=== Data supplied ===
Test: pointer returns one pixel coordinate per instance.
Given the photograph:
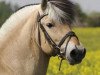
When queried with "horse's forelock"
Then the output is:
(62, 9)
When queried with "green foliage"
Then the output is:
(80, 14)
(90, 65)
(94, 19)
(5, 12)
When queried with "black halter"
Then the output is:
(56, 47)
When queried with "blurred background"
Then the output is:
(86, 26)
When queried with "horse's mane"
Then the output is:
(15, 20)
(61, 10)
(26, 6)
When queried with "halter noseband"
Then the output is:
(56, 48)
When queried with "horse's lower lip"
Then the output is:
(73, 62)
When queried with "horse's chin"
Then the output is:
(74, 62)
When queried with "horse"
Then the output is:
(35, 33)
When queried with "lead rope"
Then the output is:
(63, 53)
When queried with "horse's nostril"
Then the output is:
(73, 53)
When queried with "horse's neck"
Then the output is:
(18, 51)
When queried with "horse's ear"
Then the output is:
(44, 4)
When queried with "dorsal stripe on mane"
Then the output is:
(26, 6)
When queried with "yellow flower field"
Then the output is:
(89, 66)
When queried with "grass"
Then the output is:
(90, 37)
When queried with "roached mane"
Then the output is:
(61, 10)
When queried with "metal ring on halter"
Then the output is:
(56, 48)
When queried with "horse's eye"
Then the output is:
(50, 25)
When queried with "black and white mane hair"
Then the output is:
(60, 10)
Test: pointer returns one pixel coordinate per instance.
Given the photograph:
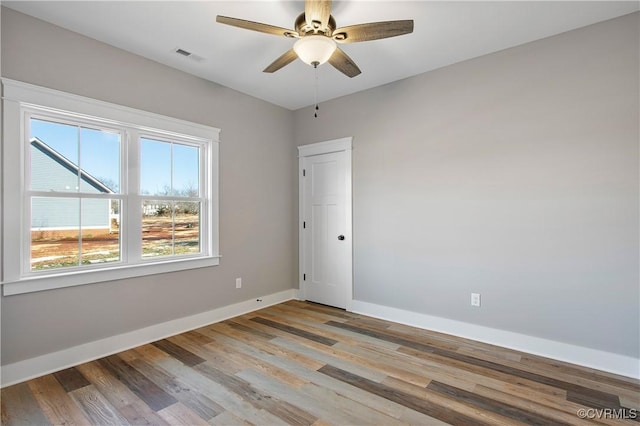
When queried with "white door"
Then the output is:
(325, 216)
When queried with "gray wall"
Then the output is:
(257, 192)
(514, 175)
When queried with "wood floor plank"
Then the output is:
(144, 388)
(279, 408)
(178, 414)
(56, 404)
(71, 379)
(178, 352)
(335, 407)
(96, 407)
(441, 412)
(564, 412)
(215, 391)
(507, 410)
(198, 403)
(265, 346)
(305, 363)
(296, 331)
(120, 396)
(19, 407)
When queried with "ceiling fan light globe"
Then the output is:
(314, 49)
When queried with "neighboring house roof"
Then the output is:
(69, 165)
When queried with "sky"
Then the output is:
(97, 152)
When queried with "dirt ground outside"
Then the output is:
(160, 237)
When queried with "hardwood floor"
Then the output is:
(303, 363)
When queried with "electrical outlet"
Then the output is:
(475, 299)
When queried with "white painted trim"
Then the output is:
(335, 145)
(327, 147)
(35, 367)
(587, 357)
(26, 93)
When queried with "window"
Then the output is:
(102, 192)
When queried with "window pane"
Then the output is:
(186, 170)
(155, 167)
(55, 226)
(100, 231)
(54, 156)
(187, 228)
(99, 161)
(157, 228)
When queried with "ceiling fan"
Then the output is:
(317, 36)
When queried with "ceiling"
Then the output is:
(445, 32)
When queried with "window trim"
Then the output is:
(20, 99)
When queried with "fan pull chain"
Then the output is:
(315, 66)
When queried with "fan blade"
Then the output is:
(344, 64)
(288, 57)
(372, 31)
(317, 13)
(256, 26)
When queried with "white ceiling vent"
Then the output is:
(187, 54)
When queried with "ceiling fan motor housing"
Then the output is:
(305, 29)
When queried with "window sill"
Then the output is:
(75, 278)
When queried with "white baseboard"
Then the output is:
(592, 358)
(35, 367)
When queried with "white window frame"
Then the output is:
(20, 100)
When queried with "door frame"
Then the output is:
(327, 147)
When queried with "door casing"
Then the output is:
(304, 151)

=== Directions ===
Print the listing above in full, exactly as written. Omit any pictures.

=== Solution ===
Test: pointer returns one pixel coordinate per instance.
Given the photograph:
When queried with "horse's forelock"
Then the output is:
(62, 9)
When queried with "green foliage"
Then the output is:
(80, 14)
(90, 65)
(94, 19)
(5, 12)
When queried with "black halter"
Then the output is:
(56, 47)
When queried with "blurred background"
Then the output is:
(86, 26)
When queried with "horse's mane"
Then the output is:
(15, 20)
(61, 10)
(26, 6)
When queried with "halter noseband"
Then the output is:
(56, 48)
When queried with "horse's lower lip"
Then the output is:
(73, 62)
When queried with "horse's chin"
Then the output is:
(74, 62)
When queried with "horse"
Then the output is:
(35, 33)
When queried with "lead rope"
Then the output is:
(63, 53)
When queried with "horse's nostril"
Then the output is:
(73, 53)
When queried with "horse's neck"
Then the output is:
(18, 51)
When queried with "horse's ear"
Then the output is:
(44, 4)
When queried with "dorsal stripe on mane"
Then the output is:
(26, 6)
When queried with "yellow flower field"
Then the output is:
(89, 66)
When queried with "grass"
Then the output is:
(90, 37)
When queried with "roached mane"
Then the output is:
(61, 10)
When queried with "metal ring on halter"
Then the output is:
(56, 48)
When queried with "horse's eye"
Then the output is:
(50, 25)
When queried with "black and white mane hair"
Then the output is:
(60, 10)
Test: pointer returns one pixel coordinate per instance.
Given the photograph:
When queried with "white door"
Then the output is:
(325, 216)
When queried with "gray wall"
Then the output is:
(257, 192)
(514, 175)
When queried with "wood floor plank"
Then the output is:
(144, 388)
(279, 408)
(178, 414)
(56, 404)
(71, 379)
(178, 352)
(335, 407)
(96, 407)
(441, 412)
(564, 412)
(215, 391)
(507, 410)
(198, 403)
(265, 346)
(305, 363)
(296, 331)
(120, 396)
(19, 407)
When queried with "ceiling fan light globe"
Then the output is:
(314, 49)
When queried with "neighboring house roof"
Then the output is:
(69, 165)
When queried with "sky"
Then the output is:
(97, 152)
When queried with "dirt ground outside"
Then the output is:
(160, 237)
When queried with "hardwood floor"
Then the output is:
(303, 363)
When queried with "electrical outlet"
Then the output is:
(475, 299)
When queried with "white painted trim"
Then the output is:
(335, 145)
(327, 147)
(35, 367)
(587, 357)
(26, 93)
When queried with "window"
Then the output is:
(102, 192)
When queried with "window pane"
Then the output is:
(186, 170)
(155, 167)
(55, 226)
(100, 231)
(54, 156)
(187, 228)
(99, 161)
(157, 228)
When queried with "ceiling fan"
Then the output is:
(317, 36)
When queried with "ceiling"
Then the output is:
(445, 32)
When queried with "window trim"
Then the output is:
(20, 99)
When queried with "fan pull chain"
Then the output is:
(315, 66)
When queried with "fan blade"
Then the output is:
(344, 64)
(288, 57)
(372, 31)
(317, 13)
(256, 26)
When queried with "white ceiling vent"
Then the output is:
(187, 54)
When queried with "ceiling fan motor housing"
Then the output is:
(305, 29)
When queried with "window sill"
Then the output is:
(75, 278)
When queried with "white baseboard"
Then the output is:
(592, 358)
(35, 367)
When queried with "white window frame"
Then the output is:
(20, 100)
When queried with "door frame"
Then the output is:
(327, 147)
When queried with "door casing"
Then the output is:
(304, 151)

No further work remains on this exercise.